Below are the entries; set down each of them exactly.
• • •
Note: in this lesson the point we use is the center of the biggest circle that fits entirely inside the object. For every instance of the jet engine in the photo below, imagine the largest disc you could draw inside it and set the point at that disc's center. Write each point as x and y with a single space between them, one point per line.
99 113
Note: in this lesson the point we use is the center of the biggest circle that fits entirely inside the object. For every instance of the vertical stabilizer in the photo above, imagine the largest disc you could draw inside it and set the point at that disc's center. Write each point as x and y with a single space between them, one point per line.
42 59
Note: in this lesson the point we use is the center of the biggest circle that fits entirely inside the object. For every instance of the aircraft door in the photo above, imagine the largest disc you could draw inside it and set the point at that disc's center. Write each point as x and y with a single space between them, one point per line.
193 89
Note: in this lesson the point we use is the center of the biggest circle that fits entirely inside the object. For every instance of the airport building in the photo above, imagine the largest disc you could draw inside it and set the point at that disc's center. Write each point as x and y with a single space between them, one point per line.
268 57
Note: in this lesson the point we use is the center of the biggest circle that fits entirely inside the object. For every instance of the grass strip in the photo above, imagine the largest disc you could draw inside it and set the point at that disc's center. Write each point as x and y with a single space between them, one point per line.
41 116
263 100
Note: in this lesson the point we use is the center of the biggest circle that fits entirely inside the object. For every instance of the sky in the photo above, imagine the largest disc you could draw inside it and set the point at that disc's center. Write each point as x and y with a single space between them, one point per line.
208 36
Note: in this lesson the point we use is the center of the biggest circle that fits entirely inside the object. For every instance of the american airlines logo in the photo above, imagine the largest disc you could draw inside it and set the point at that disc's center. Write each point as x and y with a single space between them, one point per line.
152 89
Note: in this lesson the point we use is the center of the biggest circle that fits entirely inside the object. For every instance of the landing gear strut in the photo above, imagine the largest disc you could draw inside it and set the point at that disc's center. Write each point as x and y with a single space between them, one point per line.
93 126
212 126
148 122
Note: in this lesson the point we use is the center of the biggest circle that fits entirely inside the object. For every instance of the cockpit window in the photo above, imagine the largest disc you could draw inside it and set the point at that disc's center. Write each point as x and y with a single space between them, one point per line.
• • •
→ **RESULT**:
Note: in this lesson the point we use is the center of the biggest circle that fits entirely inside the object. For every instance of the jet engine in the photo below, imagine the largest disc you could draw inside it and set the point at that disc's center. Write each point as x and y with a single space between them, one point per line.
99 113
Note: in this lesson the point we use is the center of the biggest circle that fits entirely inside the object. For every instance of the vertical stabilizer in the photo above, imagine the largest disc you could draw inside it and set the point at that disc's center. Write each point as x and y with a single space between them, one point per line.
42 59
Note: in this lesson the point we use is the center of the biggest circle that fits entirely inside the object. For every instance of the aircraft door in the photo above, imagine the largest disc you could draw inside it and set the point at that disc's center. Write each point as x and y with a single space between them, one point per line.
193 89
Note: in this lesson the point we use is the center of the biggest circle that fits entirely inside the object. For every instance of the airport building in the photo above, imagine the largest disc you could draw inside it and set the point at that disc's center. Write each point as x and y with a single space between them, one point per line.
268 57
Note: in this lesson the point we use is the center of the biggest circle that fits entirely inside the object. For every instance of the grass strip in the photo above, imagine the largest disc you could draw inside it and set the point at that disc's center. Write each point as x and y with a single space between them, one point per line.
41 116
263 100
Note: in this lesson the point we use is the center of the biggest circle that fits entirely inside the object. For every instance of the sky in the photo above, imagine the largest disc you could draw inside it and set the point at that disc's center. Write each point as x and y with a single space between them, one point per line.
208 36
Note: in this lesson the point we use is the center of the biggest circle that fits entirely inside the object. For every instance of the american airlines logo in the photo above, imagine the largest disc you could draw inside it and set the point at that disc's center. Write each point as x and y with a single space between them, one point per line.
152 89
Note: in this lesson the point we use is the center of the biggest circle that fits entirely inside the object. For every instance of the landing gear strut in the photo above, imagine the largest disc you could draw inside it and set the point at that disc's center. Write each point as x and y with a single space between them, one point per line.
93 126
212 126
148 122
Note: in this lesson the point we use is the center of the biggest circle that fits entirely inside the object. For every instance of the cockpit window in the photo above, imagine the largest disc you could draw inside it and set the point at that disc's center. Write each point as x and y with a single space between them, one point per line.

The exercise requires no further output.